- **TEXT PASSAGE**:
Kotlin Multiplatform
Imagine that you want to build an application that runs on multiple platforms. e.g., Windows and macOS, or Android and iOS. How should you do it?
The first thing you would probably try is to just build the application in your favorite language, and then re-compile it on each platform that you support. If it was a simple application, and you were using a standard language/library that worked on each of these platforms, you might be able to do this. e.g. your C++ 14 console applications could be recompiled on both ARM and Intel architectures.
Unfortunately, it’s not always that simple. Imagine that you want to add graphics: you would quickly realize that the fastest and most sophisticated graphics libraries are platform-dependent. You can do some amazing things with DirectX, but it only runs on Windows, and doesn’t help you build for macOS or Linux (or iOS or Android).
This is a common problem. A lot of the functionality that you will want to use in your application is tied to the underlying platform — including UI, graphics, sound, networking and so on. This means that any libraries or frameworks that you want to use are also tied that platform. Microsoft C++ developers might have a rich ecosystem of Windows-specific libraries to use, but they aren’t portable to macOS or Linux. SwiftUI is incredible for building macOS applications, but doesn’t work for Windows.

- **Stored entries**:
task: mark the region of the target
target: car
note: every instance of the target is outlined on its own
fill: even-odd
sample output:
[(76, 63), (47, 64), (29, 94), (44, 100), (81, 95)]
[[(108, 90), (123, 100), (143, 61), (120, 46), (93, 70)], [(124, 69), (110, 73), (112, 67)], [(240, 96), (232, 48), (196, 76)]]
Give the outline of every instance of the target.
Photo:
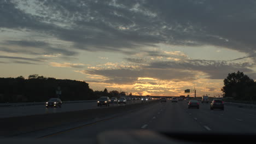
[(161, 103), (162, 102), (166, 102), (166, 98), (161, 98)]
[(112, 104), (117, 104), (118, 103), (118, 99), (117, 98), (112, 98), (110, 99), (110, 103)]
[(120, 98), (119, 99), (118, 99), (118, 104), (126, 104), (126, 99), (125, 98)]
[(142, 98), (141, 99), (141, 103), (147, 102), (148, 101), (148, 98)]
[(224, 102), (221, 99), (213, 99), (211, 103), (210, 109), (213, 110), (214, 109), (220, 109), (224, 110)]
[(106, 105), (106, 106), (109, 106), (109, 103), (110, 100), (108, 97), (101, 97), (98, 99), (97, 104), (98, 106), (101, 106), (102, 105)]
[(208, 95), (203, 95), (202, 97), (202, 103), (206, 103), (208, 104)]
[(188, 102), (188, 109), (196, 107), (199, 109), (199, 102), (196, 100), (190, 100)]
[(125, 98), (126, 99), (126, 100), (131, 100), (131, 98), (130, 97), (122, 97), (122, 98)]
[(172, 103), (173, 102), (178, 102), (178, 100), (177, 99), (177, 98), (175, 98), (175, 97), (172, 98)]
[(59, 98), (51, 98), (48, 101), (45, 103), (46, 107), (48, 108), (49, 107), (55, 107), (57, 106), (61, 107), (61, 105), (62, 104), (62, 101)]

- **EXERCISE REQUIREMENTS**:
(a) Print the stretch of the Kotlin Multiplatform passage from "Unfortunately, it’s not" through "iOS or Android).".
(b) Answer the following from the Kotlin Multiplatform passage:
(i) Which graphics library is said to run only on Windows?
(ii) What is described as incredible for building macOS applications?
(iii) Which version of C++ is mentioned in connection with console applications?
(c) Go on with the Kotlin Multiplatform passage from the point at which it stops.
The stored entries bear no relation to the Kotlin Multiplatform passage.

- **RESPONSES TO THE EXERCISE**:
(a)
Unfortunately, it’s not always that simple. Imagine that you want to add graphics: you would quickly realize that the fastest and most sophisticated graphics libraries are platform-dependent. You can do some amazing things with DirectX, but it only runs on Windows, and doesn’t help you build for macOS or Linux (or iOS or Android).

(b)
(i) DirectX
(ii) SwiftUI
(iii) C++ 14

(c)
So how to you write sophisticated cross-platform applications?
Option 1. Develop separately for each platform.
One solution is to not bother chasing cross-platform code. Use the best tools and libraries, often the native ones that the vendor provides, and create entirely different applications for each platform. This has the advantage of producing the highest-quality software, but you cannot reuse your code so it’s often a very expensive approach. e.g. You design a mobile app, and have separate projects (and development teams) for Swift/iOS and Kotlin/Android versions of your application.
Option 2: Use technologies that exist on every platform.
Instead of building for each platform, you burely on a runtime environment to exist on each of your platforms. This is the architecture of the Java/JVM, and all web applications (which assume a browser running JS and meeting certain requirements).
This is an extremely successful strategy, which can simply deployment for the developer and customer. However, it faces two main challenges:
- You are restricted to the capabilities that runtime platform offers you. Platform-specific features that require access to native libraries may not be available. This is the situation when writing JVM applications in Kotlin; you are limited in your ability to access anything platform-specific. e.g. advanced graphics capabilities.
- The runtime environment may not exist on your target platform. This is rarely a case when talking about web applications, since standards compliant browsers exist on all major platforms. However, the JVM isn’t always available as a runtime target. e.g. Apple doesn’t directly support a JVM and Just-In-Time (JIT) compilation on iOS: everything needs to be Ahead-of-Time (AoT) compiled, which prevents us from directly deploying Kotlin JVM apps on iOS.
Kotlin/JVM helps to address cross-platform compatibility, but it suffers from these restrictions, like every other JVM language. Kotlin Multiplatform (KMP) is the JetBrains strategy to fix this problem.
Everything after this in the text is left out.